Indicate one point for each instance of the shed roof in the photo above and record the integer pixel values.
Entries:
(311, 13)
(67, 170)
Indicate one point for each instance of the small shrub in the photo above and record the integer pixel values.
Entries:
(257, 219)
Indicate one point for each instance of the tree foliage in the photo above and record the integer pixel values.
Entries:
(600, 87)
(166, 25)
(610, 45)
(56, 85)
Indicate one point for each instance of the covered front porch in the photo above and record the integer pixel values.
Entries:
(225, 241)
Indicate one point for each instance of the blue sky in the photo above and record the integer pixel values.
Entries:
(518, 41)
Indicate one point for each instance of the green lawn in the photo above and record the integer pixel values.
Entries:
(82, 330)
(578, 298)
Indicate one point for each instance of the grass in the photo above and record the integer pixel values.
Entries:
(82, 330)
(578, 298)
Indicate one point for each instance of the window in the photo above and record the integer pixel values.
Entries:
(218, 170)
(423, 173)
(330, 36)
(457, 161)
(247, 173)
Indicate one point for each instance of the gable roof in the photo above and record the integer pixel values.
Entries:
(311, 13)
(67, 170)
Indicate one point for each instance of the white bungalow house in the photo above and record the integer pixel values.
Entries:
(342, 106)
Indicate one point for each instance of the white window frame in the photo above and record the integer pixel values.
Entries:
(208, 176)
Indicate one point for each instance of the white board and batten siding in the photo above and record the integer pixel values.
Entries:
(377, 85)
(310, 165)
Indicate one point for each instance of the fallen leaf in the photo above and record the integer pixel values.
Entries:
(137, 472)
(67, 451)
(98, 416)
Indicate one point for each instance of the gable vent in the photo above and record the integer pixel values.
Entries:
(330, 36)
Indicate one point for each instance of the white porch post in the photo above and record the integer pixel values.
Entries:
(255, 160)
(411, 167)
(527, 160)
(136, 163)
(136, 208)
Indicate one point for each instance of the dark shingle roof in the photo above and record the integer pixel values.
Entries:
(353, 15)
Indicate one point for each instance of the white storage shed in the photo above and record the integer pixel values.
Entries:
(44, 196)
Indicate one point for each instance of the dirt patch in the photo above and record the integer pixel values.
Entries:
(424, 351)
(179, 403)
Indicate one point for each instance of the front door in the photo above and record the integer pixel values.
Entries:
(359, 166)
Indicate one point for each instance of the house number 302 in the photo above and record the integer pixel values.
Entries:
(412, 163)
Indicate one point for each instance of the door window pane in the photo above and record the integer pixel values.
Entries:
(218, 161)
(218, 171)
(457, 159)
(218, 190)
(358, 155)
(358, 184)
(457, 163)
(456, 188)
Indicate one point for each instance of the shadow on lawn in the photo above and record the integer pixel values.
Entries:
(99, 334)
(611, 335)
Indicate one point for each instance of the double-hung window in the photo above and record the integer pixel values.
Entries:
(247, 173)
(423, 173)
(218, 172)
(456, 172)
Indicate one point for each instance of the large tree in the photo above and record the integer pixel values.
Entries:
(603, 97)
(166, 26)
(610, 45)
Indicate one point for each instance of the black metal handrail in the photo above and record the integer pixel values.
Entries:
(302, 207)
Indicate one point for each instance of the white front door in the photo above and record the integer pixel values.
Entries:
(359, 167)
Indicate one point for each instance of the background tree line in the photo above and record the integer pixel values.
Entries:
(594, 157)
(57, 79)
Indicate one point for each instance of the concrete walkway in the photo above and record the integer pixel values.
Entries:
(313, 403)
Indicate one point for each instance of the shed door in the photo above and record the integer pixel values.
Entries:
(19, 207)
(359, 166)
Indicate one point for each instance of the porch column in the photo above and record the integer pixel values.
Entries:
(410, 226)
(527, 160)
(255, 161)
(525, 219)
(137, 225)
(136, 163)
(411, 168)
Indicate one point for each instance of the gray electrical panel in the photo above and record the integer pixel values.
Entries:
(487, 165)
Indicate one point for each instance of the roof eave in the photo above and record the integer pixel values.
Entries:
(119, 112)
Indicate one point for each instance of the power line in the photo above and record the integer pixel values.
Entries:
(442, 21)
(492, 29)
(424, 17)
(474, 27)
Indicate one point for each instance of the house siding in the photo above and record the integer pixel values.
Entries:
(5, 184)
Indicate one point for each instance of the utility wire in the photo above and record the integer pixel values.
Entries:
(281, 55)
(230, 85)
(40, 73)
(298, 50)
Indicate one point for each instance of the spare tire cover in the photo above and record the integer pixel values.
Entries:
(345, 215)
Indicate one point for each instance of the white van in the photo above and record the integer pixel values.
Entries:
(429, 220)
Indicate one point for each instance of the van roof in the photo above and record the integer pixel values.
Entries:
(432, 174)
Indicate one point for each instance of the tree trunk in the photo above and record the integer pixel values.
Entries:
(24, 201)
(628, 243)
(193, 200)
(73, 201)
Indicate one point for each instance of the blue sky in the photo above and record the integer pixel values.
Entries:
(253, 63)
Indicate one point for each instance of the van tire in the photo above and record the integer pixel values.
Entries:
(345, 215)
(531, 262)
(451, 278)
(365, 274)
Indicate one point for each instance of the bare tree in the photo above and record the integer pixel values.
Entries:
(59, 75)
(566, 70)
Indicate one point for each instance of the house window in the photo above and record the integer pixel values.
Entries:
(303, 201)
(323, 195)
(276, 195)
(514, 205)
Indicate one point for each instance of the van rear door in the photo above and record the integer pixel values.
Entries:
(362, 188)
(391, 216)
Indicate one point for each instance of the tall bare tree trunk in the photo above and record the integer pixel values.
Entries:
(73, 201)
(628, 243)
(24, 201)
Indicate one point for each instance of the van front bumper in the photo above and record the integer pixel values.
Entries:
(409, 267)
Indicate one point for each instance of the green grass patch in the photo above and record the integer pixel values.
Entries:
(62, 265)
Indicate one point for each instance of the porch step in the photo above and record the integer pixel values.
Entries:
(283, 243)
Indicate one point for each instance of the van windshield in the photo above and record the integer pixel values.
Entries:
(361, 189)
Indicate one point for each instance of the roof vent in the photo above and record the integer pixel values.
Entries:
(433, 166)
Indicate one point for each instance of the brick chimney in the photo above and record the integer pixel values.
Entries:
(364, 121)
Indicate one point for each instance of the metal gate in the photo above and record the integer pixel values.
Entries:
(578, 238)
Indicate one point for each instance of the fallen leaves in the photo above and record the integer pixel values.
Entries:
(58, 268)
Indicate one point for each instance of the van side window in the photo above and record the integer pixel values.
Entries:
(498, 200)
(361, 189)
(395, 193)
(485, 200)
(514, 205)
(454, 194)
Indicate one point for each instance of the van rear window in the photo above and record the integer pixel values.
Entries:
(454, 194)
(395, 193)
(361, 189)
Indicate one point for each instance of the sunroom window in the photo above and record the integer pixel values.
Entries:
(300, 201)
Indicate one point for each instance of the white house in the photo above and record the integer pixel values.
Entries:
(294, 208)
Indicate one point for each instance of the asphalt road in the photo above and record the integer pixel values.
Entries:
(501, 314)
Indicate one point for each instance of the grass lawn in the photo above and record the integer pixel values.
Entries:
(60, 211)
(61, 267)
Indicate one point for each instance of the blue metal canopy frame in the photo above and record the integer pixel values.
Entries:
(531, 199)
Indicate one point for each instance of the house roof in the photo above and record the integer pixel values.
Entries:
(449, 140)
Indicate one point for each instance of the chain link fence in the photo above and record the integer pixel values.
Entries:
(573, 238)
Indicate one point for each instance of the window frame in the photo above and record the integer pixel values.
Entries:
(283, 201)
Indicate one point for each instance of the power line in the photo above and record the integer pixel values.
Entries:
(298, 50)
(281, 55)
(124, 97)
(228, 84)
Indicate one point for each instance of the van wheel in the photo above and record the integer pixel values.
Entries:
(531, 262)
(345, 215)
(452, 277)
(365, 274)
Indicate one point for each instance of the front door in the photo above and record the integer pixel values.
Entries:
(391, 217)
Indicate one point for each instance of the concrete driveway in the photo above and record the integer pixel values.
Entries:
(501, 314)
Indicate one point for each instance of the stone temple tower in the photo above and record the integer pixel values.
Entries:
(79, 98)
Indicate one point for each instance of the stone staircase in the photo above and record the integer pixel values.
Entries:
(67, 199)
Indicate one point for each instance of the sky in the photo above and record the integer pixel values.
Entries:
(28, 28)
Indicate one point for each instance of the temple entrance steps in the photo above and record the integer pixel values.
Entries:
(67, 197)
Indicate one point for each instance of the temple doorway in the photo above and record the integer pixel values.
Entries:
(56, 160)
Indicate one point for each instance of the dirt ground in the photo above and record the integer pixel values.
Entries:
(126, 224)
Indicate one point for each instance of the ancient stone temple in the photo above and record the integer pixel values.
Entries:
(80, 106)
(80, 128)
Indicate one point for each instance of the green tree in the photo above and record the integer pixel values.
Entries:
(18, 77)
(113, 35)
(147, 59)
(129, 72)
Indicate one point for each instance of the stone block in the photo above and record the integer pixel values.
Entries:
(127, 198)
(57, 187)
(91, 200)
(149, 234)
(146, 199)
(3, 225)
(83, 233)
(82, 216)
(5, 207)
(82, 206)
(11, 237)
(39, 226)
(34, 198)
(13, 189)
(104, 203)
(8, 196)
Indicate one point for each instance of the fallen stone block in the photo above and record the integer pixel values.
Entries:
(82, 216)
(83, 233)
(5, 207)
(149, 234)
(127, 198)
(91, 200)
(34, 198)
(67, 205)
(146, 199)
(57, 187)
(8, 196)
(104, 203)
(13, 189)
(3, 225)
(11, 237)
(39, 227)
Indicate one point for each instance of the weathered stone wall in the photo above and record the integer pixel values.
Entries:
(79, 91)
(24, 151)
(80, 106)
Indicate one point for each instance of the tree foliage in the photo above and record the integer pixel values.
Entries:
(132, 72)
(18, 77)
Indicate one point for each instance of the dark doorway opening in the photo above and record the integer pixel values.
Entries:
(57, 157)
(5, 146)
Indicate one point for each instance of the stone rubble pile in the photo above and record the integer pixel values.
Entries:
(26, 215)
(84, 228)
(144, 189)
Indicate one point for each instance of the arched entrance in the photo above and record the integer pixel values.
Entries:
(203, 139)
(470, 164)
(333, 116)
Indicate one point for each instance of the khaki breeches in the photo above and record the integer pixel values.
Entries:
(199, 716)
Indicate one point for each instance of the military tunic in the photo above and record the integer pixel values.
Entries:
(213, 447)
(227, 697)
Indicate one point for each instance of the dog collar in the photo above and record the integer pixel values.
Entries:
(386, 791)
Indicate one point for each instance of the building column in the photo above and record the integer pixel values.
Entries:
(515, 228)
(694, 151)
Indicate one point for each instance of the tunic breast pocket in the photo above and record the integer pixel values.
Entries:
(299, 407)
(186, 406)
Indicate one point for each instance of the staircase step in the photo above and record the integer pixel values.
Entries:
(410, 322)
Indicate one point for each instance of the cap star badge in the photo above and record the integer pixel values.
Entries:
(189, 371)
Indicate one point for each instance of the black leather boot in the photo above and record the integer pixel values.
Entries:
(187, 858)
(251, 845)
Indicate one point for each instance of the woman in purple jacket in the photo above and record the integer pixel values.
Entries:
-*-*-
### WORK ORDER
Which lines above hold the string "staircase"? Show each of them.

### RESPONSE BELOW
Indicate one point for each instance of the stone staircase in the photo above and record the integer pixel values.
Indicate one point for each instance of the staircase step in the photo above and record the integer pixel values.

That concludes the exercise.